*ACTION ITEM*
Search the data for "cloud". Return each matching line.

=======

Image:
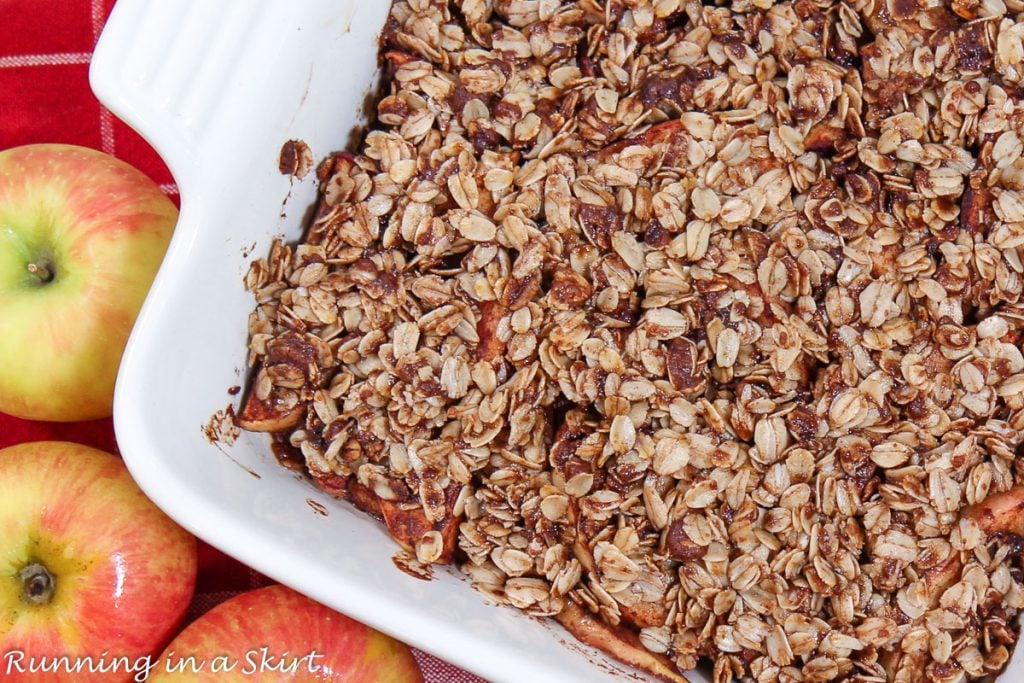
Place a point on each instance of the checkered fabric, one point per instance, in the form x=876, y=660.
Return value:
x=45, y=47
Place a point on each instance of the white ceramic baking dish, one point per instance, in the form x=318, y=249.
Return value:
x=217, y=87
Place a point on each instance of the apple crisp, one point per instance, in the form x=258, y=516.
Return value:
x=694, y=327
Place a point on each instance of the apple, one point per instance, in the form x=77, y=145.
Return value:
x=275, y=634
x=81, y=238
x=89, y=567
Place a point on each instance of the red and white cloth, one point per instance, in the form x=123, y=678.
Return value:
x=45, y=47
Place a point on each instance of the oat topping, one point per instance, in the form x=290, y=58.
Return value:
x=697, y=328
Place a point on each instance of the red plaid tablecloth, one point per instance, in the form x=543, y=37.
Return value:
x=45, y=48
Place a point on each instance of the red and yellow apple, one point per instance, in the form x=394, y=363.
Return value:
x=89, y=567
x=81, y=238
x=275, y=634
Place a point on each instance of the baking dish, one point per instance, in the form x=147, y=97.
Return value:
x=217, y=88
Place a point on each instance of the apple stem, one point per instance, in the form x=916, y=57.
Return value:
x=41, y=271
x=38, y=585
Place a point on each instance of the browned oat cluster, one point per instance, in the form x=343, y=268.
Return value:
x=695, y=327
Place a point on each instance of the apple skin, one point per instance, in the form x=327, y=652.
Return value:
x=100, y=227
x=124, y=572
x=283, y=621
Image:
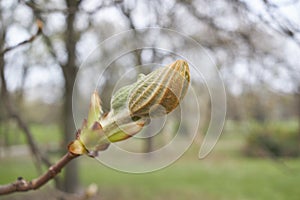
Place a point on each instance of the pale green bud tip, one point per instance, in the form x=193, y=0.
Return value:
x=164, y=87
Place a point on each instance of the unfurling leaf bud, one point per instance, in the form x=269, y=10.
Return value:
x=131, y=107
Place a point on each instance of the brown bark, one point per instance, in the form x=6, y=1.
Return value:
x=70, y=69
x=21, y=185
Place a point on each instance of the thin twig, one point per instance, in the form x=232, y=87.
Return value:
x=10, y=109
x=21, y=185
x=29, y=40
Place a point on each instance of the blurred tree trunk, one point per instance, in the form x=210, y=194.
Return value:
x=298, y=108
x=71, y=180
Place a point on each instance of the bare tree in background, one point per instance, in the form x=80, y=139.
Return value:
x=237, y=36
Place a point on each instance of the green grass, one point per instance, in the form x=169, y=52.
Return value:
x=43, y=134
x=225, y=174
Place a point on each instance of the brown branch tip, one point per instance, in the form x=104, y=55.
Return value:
x=21, y=185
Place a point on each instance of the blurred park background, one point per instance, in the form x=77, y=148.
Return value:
x=254, y=44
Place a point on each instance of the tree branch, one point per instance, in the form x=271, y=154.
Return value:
x=29, y=40
x=21, y=185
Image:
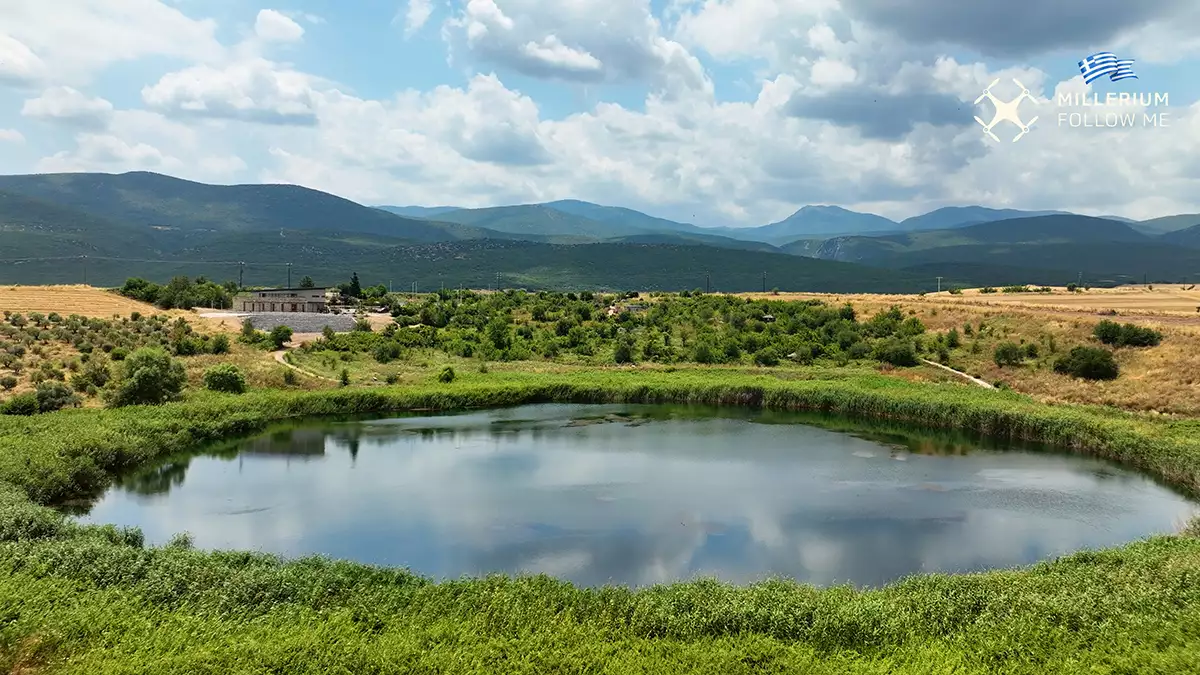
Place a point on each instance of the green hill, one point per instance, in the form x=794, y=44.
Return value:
x=1188, y=237
x=1168, y=223
x=186, y=209
x=539, y=220
x=958, y=216
x=1036, y=231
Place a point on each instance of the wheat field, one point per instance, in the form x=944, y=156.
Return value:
x=83, y=300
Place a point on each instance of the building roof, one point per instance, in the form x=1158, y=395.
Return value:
x=281, y=290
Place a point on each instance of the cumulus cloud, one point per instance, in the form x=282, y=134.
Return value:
x=1017, y=28
x=75, y=39
x=252, y=90
x=585, y=41
x=418, y=13
x=18, y=63
x=275, y=27
x=70, y=106
x=102, y=151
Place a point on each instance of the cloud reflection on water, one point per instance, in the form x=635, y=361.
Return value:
x=521, y=491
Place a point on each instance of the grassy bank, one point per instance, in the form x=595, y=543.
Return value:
x=94, y=599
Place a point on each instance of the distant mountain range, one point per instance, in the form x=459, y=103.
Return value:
x=61, y=227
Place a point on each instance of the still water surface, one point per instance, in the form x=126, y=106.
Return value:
x=636, y=495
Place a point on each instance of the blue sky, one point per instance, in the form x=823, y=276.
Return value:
x=718, y=112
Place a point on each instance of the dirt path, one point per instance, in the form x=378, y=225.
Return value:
x=280, y=356
x=960, y=374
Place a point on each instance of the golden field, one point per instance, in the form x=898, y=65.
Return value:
x=1164, y=378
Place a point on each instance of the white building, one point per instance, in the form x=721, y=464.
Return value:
x=282, y=300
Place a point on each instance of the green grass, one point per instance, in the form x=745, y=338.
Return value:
x=94, y=599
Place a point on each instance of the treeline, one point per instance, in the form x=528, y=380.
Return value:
x=684, y=328
x=181, y=293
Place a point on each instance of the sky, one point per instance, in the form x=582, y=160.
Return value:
x=714, y=112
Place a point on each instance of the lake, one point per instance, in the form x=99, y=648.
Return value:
x=636, y=495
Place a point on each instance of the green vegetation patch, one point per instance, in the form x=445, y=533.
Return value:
x=95, y=599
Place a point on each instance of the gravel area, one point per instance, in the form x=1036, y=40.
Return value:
x=297, y=322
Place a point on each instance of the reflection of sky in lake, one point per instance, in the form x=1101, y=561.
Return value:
x=521, y=490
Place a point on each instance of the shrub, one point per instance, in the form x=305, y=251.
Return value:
x=280, y=336
x=220, y=344
x=1127, y=335
x=1089, y=363
x=21, y=404
x=1008, y=353
x=897, y=352
x=623, y=353
x=94, y=374
x=54, y=395
x=149, y=376
x=225, y=377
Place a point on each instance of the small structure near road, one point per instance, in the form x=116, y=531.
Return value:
x=312, y=300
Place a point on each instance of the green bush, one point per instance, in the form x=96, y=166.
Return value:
x=54, y=395
x=21, y=404
x=1127, y=335
x=220, y=344
x=280, y=336
x=149, y=376
x=1089, y=363
x=225, y=377
x=1008, y=353
x=897, y=352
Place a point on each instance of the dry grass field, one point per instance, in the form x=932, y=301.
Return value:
x=1164, y=378
x=83, y=300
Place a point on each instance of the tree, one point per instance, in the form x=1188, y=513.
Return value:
x=225, y=377
x=149, y=376
x=54, y=395
x=1089, y=363
x=1008, y=353
x=280, y=335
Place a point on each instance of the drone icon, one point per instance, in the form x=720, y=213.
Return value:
x=1007, y=111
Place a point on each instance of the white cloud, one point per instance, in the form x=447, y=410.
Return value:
x=419, y=12
x=76, y=39
x=583, y=41
x=274, y=27
x=70, y=106
x=18, y=63
x=103, y=151
x=252, y=90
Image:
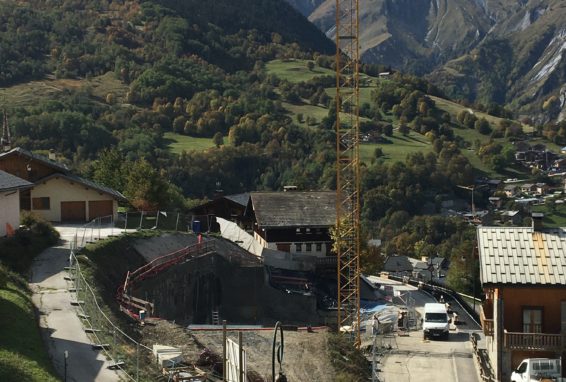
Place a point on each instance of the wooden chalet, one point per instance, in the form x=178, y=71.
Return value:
x=295, y=222
x=57, y=194
x=523, y=274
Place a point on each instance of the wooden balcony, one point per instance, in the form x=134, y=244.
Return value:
x=486, y=317
x=534, y=341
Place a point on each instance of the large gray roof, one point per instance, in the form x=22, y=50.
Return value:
x=522, y=256
x=9, y=182
x=85, y=182
x=241, y=199
x=294, y=209
x=40, y=158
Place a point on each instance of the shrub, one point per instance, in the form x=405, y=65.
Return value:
x=35, y=235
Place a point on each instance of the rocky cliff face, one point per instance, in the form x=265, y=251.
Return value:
x=505, y=51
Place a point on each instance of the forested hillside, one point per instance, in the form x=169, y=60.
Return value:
x=499, y=51
x=110, y=85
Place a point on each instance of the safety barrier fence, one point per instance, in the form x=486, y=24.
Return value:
x=141, y=220
x=123, y=352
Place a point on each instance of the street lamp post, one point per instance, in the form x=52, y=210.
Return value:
x=65, y=355
x=472, y=188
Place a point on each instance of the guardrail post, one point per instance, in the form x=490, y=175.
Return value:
x=137, y=361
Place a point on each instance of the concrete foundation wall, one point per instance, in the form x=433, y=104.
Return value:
x=189, y=292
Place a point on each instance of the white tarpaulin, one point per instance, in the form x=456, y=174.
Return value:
x=233, y=361
x=231, y=231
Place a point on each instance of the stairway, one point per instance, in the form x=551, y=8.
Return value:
x=215, y=317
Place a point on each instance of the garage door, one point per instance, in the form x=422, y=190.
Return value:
x=99, y=208
x=73, y=211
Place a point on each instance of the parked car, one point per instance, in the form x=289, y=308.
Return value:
x=538, y=369
x=435, y=321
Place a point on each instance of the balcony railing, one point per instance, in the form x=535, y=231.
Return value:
x=534, y=341
x=486, y=317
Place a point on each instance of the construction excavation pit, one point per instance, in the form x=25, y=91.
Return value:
x=203, y=280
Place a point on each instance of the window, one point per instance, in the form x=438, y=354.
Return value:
x=532, y=320
x=41, y=204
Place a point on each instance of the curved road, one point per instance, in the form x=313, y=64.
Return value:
x=411, y=358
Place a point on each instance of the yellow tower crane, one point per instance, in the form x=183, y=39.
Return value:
x=348, y=165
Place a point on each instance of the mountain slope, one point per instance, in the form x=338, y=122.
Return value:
x=504, y=51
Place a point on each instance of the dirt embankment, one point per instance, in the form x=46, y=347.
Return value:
x=306, y=356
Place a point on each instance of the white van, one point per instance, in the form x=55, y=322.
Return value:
x=536, y=369
x=435, y=321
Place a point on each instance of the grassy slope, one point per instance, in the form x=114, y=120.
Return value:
x=22, y=353
x=296, y=70
x=553, y=219
x=30, y=93
x=178, y=143
x=399, y=147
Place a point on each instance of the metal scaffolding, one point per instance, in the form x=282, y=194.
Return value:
x=348, y=165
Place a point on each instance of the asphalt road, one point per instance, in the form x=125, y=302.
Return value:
x=410, y=358
x=61, y=328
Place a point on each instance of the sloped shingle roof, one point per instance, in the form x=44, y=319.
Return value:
x=521, y=255
x=9, y=182
x=241, y=199
x=294, y=209
x=87, y=183
x=397, y=264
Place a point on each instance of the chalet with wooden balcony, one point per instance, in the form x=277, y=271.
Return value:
x=523, y=274
x=57, y=194
x=295, y=222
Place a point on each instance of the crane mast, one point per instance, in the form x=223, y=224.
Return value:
x=348, y=165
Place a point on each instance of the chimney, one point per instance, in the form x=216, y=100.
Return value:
x=5, y=140
x=537, y=221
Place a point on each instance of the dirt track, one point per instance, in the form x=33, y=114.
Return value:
x=305, y=356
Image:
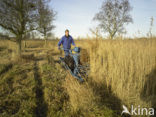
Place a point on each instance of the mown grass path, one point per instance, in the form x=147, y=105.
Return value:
x=41, y=109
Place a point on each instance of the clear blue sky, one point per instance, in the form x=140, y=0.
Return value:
x=77, y=15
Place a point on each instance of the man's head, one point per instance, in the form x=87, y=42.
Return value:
x=67, y=32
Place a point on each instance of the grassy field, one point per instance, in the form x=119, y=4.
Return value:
x=36, y=85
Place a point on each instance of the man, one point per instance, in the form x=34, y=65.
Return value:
x=66, y=41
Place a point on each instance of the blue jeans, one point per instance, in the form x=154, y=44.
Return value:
x=66, y=52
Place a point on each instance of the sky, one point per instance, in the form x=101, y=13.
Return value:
x=77, y=16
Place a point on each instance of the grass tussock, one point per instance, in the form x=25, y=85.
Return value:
x=127, y=66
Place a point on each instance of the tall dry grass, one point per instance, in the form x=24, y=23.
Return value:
x=128, y=67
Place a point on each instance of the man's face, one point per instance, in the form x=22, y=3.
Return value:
x=67, y=33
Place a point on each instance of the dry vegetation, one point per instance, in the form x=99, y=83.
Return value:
x=122, y=72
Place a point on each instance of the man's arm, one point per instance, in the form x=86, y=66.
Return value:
x=60, y=42
x=73, y=43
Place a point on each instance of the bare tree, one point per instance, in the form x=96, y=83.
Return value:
x=113, y=16
x=46, y=18
x=18, y=17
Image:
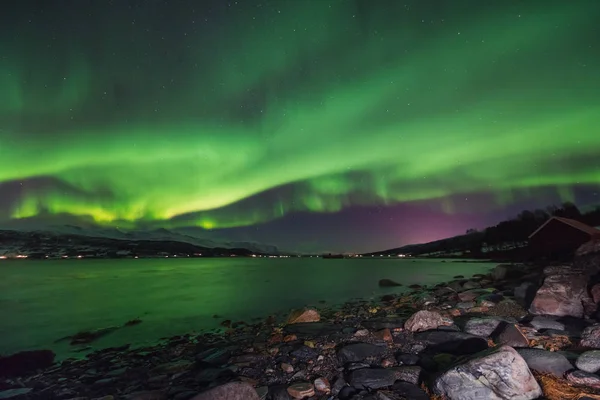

=======

*PROBLEM SOLUTION*
Place a point on each instance of the cumulus cloud, one point per instance, in the form x=282, y=134.
Place a point on each instance of the cloud reflection on water, one point per instance, in the form x=635, y=361.
Place a point on each instance of the white cloud, one point per instance, in the form x=447, y=410.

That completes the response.